• **Input for this task**
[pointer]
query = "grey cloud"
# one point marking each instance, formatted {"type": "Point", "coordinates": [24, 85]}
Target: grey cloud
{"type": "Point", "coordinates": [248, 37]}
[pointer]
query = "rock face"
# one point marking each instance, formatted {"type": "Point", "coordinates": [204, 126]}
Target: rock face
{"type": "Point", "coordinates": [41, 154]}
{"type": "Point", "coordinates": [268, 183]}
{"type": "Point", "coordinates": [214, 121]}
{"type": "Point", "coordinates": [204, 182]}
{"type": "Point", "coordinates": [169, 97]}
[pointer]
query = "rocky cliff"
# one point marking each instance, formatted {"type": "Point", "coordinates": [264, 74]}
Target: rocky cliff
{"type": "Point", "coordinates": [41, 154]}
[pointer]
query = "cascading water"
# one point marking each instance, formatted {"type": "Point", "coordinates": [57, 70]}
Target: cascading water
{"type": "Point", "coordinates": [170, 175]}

• **Task goal**
Could each line above be retyped exactly?

• **Exercise answer**
[pointer]
query = "grey cloud"
# one point marking each instance, formatted {"type": "Point", "coordinates": [24, 85]}
Target: grey cloud
{"type": "Point", "coordinates": [248, 37]}
[pointer]
query = "rock face"
# one point marking each instance, formatted {"type": "Point", "coordinates": [204, 126]}
Target: rock face
{"type": "Point", "coordinates": [41, 154]}
{"type": "Point", "coordinates": [268, 183]}
{"type": "Point", "coordinates": [214, 121]}
{"type": "Point", "coordinates": [204, 182]}
{"type": "Point", "coordinates": [169, 97]}
[pointer]
query = "rocky cliff"
# one point marking each instance, formatted {"type": "Point", "coordinates": [264, 74]}
Target: rocky cliff
{"type": "Point", "coordinates": [41, 154]}
[pointer]
query = "cascading water"
# one point marking each instance, formatted {"type": "Point", "coordinates": [57, 70]}
Target: cascading water
{"type": "Point", "coordinates": [170, 175]}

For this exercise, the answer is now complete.